▸ **Problem**
Find every line in the material below that contains the word "clicks" and copy each one, treating uppercase and lowercase as different.

▸ **Task inputs**

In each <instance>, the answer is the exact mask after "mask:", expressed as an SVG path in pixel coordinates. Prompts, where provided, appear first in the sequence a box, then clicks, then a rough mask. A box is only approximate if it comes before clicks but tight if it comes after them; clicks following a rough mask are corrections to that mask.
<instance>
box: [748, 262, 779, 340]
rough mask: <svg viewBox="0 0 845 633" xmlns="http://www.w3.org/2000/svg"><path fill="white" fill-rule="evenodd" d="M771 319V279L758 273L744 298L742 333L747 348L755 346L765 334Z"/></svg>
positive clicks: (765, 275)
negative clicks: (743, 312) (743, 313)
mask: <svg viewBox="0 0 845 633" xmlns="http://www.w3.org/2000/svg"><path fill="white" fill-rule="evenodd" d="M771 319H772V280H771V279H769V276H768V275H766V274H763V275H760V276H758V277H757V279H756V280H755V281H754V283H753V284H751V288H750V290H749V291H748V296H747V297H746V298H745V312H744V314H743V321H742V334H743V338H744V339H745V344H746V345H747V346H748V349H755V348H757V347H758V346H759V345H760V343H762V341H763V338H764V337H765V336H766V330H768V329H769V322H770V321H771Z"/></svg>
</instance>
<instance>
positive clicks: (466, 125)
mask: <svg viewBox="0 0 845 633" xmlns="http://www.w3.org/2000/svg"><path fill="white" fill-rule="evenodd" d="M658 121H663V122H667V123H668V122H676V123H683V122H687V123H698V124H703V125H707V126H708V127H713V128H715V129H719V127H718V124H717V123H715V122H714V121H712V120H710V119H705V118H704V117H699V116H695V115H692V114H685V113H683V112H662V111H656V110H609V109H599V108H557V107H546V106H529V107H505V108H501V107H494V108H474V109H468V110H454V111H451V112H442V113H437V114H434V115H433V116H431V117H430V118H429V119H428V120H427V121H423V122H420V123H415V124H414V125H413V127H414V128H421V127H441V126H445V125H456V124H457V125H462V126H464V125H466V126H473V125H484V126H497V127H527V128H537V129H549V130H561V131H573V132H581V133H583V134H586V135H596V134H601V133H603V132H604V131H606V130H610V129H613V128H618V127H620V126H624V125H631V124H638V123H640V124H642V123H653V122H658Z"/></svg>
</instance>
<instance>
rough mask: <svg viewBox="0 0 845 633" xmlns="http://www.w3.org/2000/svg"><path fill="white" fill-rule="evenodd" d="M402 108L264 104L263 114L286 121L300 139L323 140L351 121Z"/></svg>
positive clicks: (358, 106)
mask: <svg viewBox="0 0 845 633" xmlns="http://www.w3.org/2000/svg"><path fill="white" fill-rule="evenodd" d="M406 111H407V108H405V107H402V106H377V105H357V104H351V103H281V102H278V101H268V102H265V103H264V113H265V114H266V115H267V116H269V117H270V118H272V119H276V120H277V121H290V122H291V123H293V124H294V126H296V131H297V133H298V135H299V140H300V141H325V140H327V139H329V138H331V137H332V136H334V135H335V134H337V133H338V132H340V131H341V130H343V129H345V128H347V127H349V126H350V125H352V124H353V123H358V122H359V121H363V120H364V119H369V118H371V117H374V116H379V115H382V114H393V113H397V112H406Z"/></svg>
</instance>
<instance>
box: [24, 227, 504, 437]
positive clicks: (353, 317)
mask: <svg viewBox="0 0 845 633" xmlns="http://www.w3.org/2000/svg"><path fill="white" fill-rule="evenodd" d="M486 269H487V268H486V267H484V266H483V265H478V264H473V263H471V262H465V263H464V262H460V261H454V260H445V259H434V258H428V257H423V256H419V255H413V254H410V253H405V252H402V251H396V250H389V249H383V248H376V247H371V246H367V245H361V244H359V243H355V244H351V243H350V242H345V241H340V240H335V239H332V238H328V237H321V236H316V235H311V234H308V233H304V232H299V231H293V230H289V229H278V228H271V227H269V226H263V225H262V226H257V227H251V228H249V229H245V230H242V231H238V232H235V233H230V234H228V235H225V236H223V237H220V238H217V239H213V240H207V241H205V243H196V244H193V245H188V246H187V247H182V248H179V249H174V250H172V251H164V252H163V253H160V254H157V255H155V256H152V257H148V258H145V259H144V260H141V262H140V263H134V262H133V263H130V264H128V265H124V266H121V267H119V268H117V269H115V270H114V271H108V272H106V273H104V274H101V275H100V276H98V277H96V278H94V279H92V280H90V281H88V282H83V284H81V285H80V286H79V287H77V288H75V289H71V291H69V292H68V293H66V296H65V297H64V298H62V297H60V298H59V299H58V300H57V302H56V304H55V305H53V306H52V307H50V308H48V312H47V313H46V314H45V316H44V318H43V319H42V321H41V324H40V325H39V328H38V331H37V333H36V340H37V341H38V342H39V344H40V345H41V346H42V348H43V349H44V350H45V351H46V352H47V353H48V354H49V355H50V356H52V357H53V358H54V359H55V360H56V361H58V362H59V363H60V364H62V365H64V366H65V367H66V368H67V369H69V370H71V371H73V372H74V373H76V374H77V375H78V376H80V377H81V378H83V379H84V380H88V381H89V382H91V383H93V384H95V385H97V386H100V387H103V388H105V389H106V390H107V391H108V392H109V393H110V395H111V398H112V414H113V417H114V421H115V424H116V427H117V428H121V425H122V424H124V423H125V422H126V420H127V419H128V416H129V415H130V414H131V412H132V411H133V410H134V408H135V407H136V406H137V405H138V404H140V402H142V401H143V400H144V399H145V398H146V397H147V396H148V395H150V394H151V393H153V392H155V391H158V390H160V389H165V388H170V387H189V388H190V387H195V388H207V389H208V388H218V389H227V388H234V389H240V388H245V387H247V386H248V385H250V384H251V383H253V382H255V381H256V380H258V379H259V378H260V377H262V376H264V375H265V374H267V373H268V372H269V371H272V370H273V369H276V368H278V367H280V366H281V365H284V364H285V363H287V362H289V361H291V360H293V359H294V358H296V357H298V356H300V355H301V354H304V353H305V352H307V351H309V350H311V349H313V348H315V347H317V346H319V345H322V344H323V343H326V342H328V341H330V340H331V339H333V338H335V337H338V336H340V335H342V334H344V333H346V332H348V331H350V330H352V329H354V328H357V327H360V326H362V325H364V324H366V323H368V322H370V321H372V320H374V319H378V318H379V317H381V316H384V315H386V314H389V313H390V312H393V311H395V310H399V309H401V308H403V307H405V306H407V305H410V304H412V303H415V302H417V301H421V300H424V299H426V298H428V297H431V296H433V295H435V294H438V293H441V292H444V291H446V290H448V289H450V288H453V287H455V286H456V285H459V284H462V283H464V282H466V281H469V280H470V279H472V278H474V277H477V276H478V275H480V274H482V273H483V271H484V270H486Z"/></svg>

▸ **Exercise output**
In each <instance>, the answer is the exact mask after "mask:", expressed as an SVG path in pixel coordinates. Prompts, where provided, appear first in the sequence a box, then clicks, then a rough mask. A box is only approximate if it comes before clicks but tight if it comes after them; clicks following a rough mask are corrections to that mask.
positive clicks: (765, 275)
negative clicks: (743, 312) (743, 313)
positive clicks: (466, 125)
positive clicks: (358, 106)
positive clicks: (353, 317)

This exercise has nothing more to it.